| REQUIREMENTS |
Identify each line below that contains the string "lathe", and copy every such line in full.
[start]
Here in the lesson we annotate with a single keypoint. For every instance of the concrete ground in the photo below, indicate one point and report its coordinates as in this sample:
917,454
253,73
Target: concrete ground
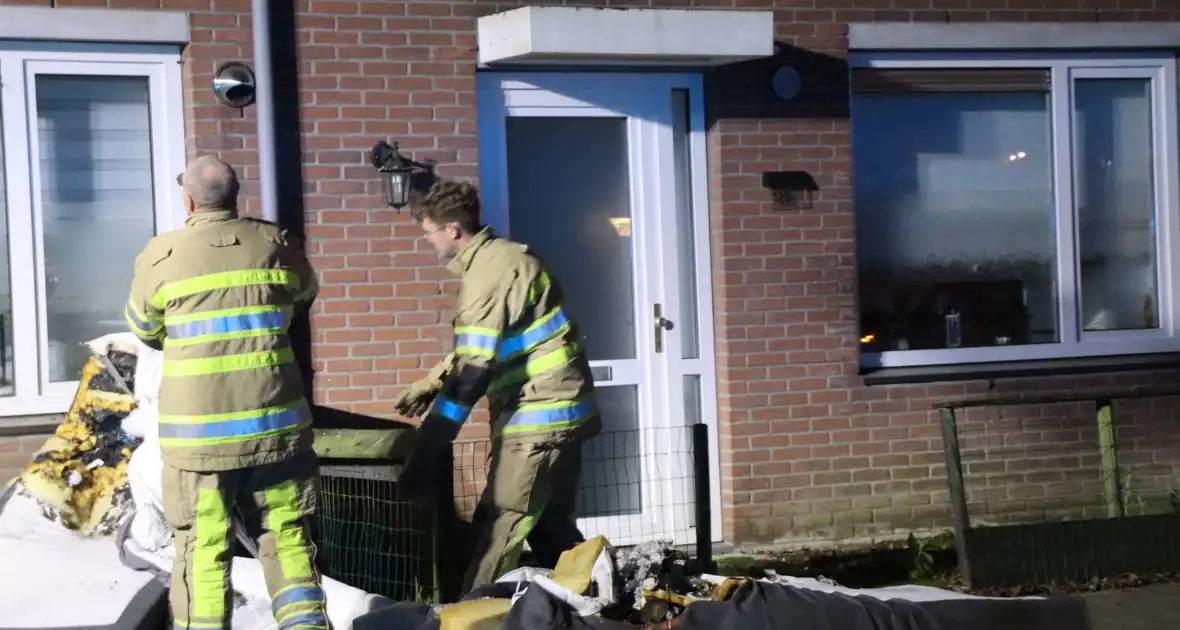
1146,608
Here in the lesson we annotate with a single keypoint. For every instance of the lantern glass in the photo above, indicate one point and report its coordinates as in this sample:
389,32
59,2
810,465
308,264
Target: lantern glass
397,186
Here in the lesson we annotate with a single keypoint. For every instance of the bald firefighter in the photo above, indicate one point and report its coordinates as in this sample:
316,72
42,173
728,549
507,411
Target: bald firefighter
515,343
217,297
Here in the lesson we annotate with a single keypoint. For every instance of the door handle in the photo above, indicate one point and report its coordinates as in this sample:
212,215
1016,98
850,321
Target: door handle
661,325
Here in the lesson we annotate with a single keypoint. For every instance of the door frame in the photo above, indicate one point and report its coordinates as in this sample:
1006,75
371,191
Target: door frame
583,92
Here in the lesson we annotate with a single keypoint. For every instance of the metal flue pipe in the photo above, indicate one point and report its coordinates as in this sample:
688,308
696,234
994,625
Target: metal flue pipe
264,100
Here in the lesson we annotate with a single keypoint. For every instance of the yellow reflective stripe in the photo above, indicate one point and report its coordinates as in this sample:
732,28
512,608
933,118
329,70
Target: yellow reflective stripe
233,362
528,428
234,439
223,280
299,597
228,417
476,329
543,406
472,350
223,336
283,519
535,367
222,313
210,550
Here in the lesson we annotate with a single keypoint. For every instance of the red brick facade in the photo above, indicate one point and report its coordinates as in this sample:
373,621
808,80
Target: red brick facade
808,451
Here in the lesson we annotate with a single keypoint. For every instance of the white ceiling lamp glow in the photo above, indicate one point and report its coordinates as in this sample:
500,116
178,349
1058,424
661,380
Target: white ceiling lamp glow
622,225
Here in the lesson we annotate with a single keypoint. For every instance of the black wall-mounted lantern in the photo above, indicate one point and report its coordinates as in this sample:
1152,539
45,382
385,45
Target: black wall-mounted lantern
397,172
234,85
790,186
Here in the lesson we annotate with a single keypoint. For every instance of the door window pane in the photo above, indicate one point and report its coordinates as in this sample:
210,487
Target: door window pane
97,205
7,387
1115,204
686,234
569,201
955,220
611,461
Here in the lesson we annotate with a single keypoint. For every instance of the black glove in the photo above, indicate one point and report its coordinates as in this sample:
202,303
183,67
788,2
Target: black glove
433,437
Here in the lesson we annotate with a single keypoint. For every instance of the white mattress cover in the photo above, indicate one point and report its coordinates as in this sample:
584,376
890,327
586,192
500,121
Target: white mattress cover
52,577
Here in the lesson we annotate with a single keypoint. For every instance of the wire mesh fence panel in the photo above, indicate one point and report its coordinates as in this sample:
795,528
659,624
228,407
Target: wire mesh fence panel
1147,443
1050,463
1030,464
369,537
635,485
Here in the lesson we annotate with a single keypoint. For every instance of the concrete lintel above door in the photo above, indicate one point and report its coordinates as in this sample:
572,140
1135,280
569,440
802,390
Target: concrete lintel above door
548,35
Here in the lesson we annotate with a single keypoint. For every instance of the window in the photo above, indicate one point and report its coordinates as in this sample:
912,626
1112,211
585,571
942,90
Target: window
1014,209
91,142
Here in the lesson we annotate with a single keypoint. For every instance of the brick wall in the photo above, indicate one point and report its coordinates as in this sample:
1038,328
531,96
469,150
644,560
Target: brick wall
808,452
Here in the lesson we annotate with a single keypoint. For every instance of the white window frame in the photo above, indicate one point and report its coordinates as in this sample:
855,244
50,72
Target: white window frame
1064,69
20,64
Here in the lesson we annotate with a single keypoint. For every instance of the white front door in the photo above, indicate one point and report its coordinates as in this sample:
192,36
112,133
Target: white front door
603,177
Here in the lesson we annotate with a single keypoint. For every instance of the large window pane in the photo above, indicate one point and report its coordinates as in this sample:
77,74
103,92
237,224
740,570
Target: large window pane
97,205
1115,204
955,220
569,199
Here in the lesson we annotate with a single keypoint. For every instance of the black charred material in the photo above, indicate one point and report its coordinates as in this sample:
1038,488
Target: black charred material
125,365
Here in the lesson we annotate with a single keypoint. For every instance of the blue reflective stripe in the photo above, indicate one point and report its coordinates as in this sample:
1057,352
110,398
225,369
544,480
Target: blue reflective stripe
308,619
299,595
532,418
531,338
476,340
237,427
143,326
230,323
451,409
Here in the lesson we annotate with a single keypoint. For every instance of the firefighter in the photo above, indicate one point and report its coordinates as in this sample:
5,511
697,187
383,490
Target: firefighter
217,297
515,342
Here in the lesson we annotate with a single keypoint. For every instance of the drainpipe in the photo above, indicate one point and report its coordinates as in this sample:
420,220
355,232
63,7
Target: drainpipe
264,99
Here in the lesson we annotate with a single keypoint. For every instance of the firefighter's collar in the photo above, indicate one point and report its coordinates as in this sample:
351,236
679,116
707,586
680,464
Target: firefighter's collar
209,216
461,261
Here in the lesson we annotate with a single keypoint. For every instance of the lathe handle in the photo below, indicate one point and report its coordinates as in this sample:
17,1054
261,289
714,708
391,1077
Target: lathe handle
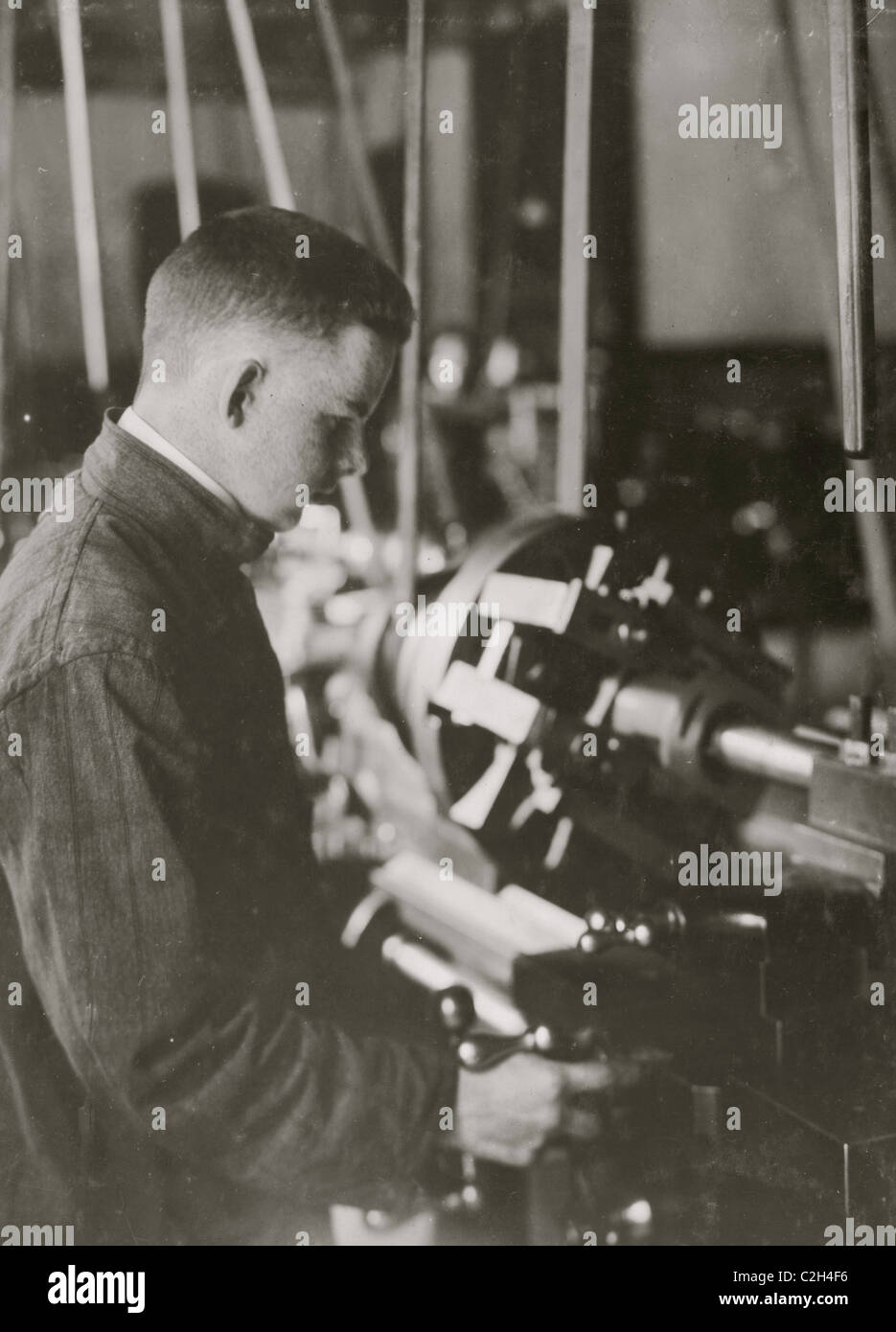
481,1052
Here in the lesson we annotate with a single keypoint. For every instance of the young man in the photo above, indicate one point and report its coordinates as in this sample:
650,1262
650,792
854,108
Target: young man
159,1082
[end]
[start]
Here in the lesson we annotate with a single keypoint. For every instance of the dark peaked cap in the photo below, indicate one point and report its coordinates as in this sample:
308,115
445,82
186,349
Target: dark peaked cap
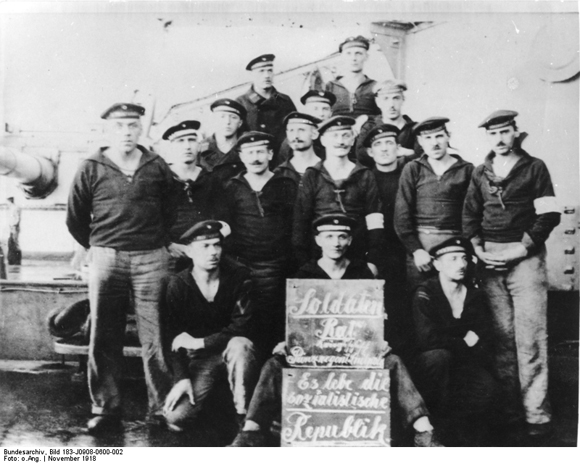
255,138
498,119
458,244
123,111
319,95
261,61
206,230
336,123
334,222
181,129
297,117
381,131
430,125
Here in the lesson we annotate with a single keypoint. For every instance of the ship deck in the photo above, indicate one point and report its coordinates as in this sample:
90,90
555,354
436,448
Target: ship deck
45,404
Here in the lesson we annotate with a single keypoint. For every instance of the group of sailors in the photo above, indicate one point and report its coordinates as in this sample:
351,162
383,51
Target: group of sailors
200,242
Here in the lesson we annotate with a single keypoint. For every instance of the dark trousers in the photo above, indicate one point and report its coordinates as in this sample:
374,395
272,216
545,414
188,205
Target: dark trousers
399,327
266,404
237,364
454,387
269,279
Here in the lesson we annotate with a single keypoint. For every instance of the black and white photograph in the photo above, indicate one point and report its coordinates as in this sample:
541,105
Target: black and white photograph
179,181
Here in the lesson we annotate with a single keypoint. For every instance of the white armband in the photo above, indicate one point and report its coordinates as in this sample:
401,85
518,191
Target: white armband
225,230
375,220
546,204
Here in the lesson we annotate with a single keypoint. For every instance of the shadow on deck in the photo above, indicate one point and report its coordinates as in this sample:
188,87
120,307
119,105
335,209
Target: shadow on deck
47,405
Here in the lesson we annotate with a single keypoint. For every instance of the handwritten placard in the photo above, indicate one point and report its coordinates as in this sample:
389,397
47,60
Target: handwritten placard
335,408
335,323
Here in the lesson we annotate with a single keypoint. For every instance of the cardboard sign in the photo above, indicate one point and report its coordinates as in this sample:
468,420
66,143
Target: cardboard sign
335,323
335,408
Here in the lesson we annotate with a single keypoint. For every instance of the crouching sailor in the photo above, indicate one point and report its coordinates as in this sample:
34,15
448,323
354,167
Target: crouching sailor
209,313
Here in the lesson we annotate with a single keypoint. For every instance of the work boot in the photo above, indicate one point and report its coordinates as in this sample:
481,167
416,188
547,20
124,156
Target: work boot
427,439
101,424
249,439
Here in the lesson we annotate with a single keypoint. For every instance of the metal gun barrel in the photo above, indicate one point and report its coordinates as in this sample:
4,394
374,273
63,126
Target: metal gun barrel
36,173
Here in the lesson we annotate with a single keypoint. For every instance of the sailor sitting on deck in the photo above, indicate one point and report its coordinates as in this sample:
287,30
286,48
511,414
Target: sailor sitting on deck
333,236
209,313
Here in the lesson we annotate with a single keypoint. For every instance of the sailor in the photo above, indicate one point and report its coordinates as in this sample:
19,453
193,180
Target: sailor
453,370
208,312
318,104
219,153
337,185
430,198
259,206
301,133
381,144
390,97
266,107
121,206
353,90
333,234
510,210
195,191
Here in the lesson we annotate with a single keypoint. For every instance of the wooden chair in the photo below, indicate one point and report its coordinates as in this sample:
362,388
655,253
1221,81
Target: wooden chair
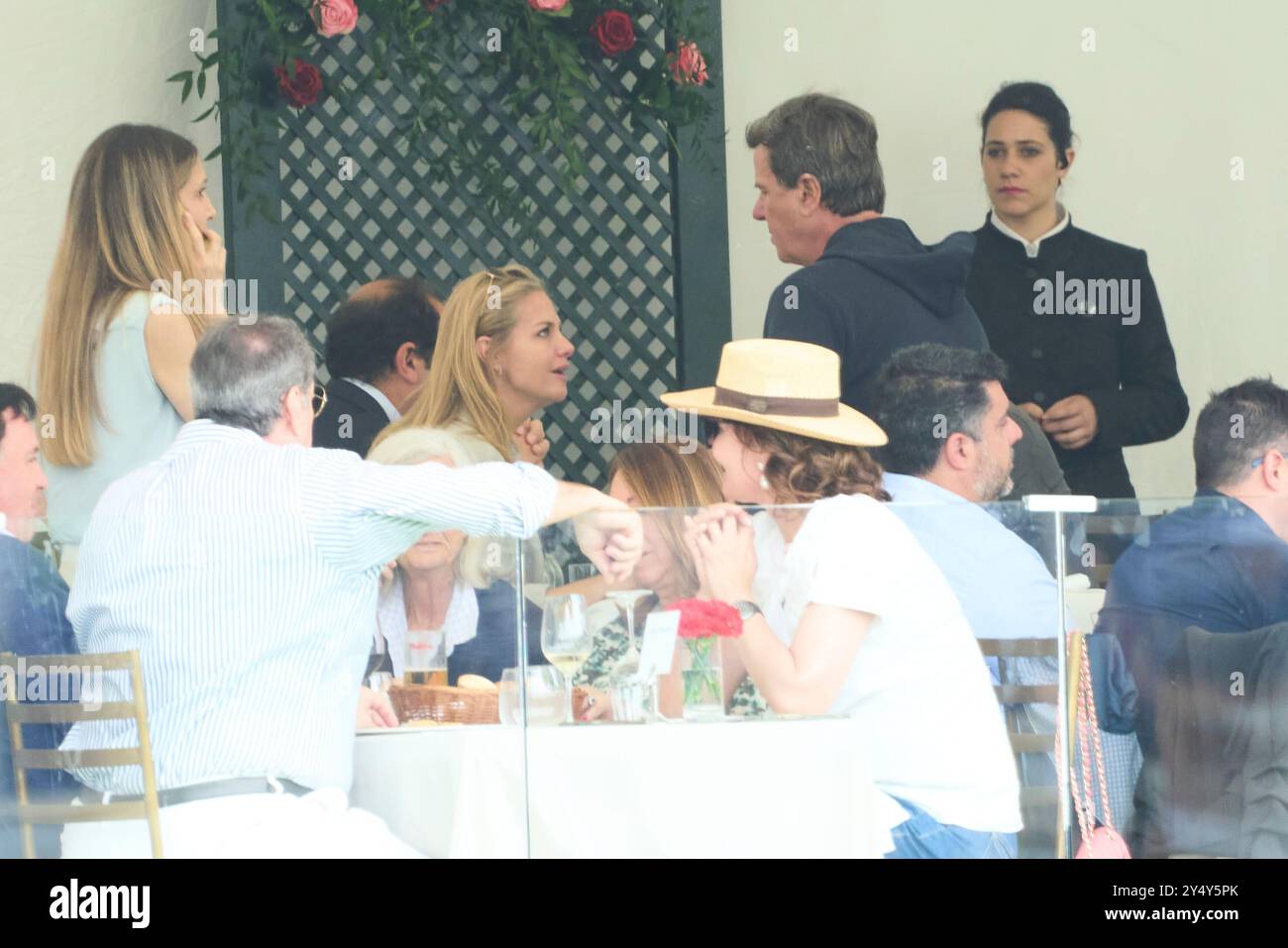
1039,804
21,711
[end]
| SOLUTION TO THIS TASK |
Here in the lesson we annotate with a single keypoint. For every instance of the lathe handle in the photo below, indicate one point and report its coordinates as in this sample:
Target: lathe handle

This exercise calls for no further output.